- **GIVEN TEXT**:
========================================================================
Show that the MLE converges to the true value (consistency)

Question

Let $Y_i=\alpha_0+\beta_0 X_i + \epsilon_0$, where $\epsilon_i \sim N(0, \sigma_0^2)$ and $X_i \sim N(\mu_x,\tau_0^2)$ are independent.

The data $(X_i, Y_i)$ are generated from $Y_i=\alpha_0+\beta_0 X_i + \epsilon_0$.

I have found the maximum likelihood estimator for each parameter by using $$L_n({X_i, Y_i};\, \alpha, \beta, \mu_x, \sigma^2, \tau^2) = \prod_{i=1}^n f(X_i, Y_i)=\prod_{i=1}^n f_x(X_i)f_{.|X_i}(Y_i),$$ differentiating it with respect to the parameter, setting it equal to zero, and solving for the parameter.

For example, I get that $\hat{\alpha}_{MLE}=\bar{Y_n}-\beta \bar{X_n}$.

But how do I show that $\hat{\alpha}_{MLE}=\bar{Y_n}-\beta \bar{X_n}$ converges to its true value?

I do not know how to find the true value of $\hat{\alpha}_{MLE}$ or how to begin showing convergence.

Thank you.
========================================================================
- **INFORMATION SUPPLIED**:
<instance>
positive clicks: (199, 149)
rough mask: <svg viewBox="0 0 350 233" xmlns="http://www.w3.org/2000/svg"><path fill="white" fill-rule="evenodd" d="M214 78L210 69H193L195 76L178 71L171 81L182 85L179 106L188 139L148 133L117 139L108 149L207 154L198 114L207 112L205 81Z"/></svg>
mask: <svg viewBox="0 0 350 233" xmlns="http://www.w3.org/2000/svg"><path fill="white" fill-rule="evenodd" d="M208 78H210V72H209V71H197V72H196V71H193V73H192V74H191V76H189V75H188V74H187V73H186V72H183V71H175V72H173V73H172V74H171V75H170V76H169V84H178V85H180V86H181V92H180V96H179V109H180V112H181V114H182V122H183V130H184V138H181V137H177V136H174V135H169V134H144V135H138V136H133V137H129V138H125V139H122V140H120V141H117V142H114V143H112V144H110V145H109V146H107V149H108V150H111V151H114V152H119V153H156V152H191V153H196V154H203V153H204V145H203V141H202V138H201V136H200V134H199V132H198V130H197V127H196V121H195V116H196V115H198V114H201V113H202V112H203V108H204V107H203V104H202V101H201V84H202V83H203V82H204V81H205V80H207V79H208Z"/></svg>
========================================================================
- **REQUIREMENT 1**: In the MLE consistency question, how were the maximum likelihood estimators found?
- **REQUIREMENT 2**: Give again the part of the MLE consistency question that opens with the words containing "Let $Y_i=\alpha_0+\beta_0 X_i" and closes with "its true value?".
- **REQUIREMENT 3**: Proceed with the MLE consistency question, picking up after its final sentence.

- **EXPECTED ANSWER 1**: By differentiating the likelihood with respect to each parameter, setting it equal to zero, and solving for the parameter.

- **EXPECTED ANSWER 2**:
Let $Y_i=\alpha_0+\beta_0 X_i + \epsilon_0$, where $\epsilon_i \sim N(0, \sigma_0^2)$ and $X_i \sim N(\mu_x,\tau_0^2)$ are independent.

The data $(X_i, Y_i)$ are generated from $Y_i=\alpha_0+\beta_0 X_i + \epsilon_0$.

I have found the maximum likelihood estimator for each parameter by using $$L_n({X_i, Y_i};\, \alpha, \beta, \mu_x, \sigma^2, \tau^2) = \prod_{i=1}^n f(X_i, Y_i)=\prod_{i=1}^n f_x(X_i)f_{.|X_i}(Y_i),$$ differentiating it with respect to the parameter, setting it equal to zero, and solving for the parameter.

For example, I get that $\hat{\alpha}_{MLE}=\bar{Y_n}-\beta \bar{X_n}$.

But how do I show that $\hat{\alpha}_{MLE}=\bar{Y_n}-\beta \bar{X_n}$ converges to its true value?

- **EXPECTED ANSWER 3**:
Answer 1

You have by the law of total expectation that \begin{equation} E[Y_i] = E[E[Y_i | X_i]] = E[\alpha_0 + \beta_0\mu_x + \epsilon_i] = \alpha_0 + \beta_0\mu_x \end{equation}

You also have by the law of large numbers that $\bar{X_n} \overset{P}{\rightarrow} \mu_x$. By Slutsky's theorem, we have that:

\begin{equation} \bar{Y_n} -\beta_0\bar{X_n} \overset{P}{\rightarrow} Y - \beta_0\mu_x \end{equation}

Where $Y$ is the limiting distribution of $\bar{Y_n}$. Again using the law of large numbers we have that $\bar{Y_n} \overset{P}{\rightarrow} Y = E[Y_i] = \alpha_0+\beta_0\mu_x$.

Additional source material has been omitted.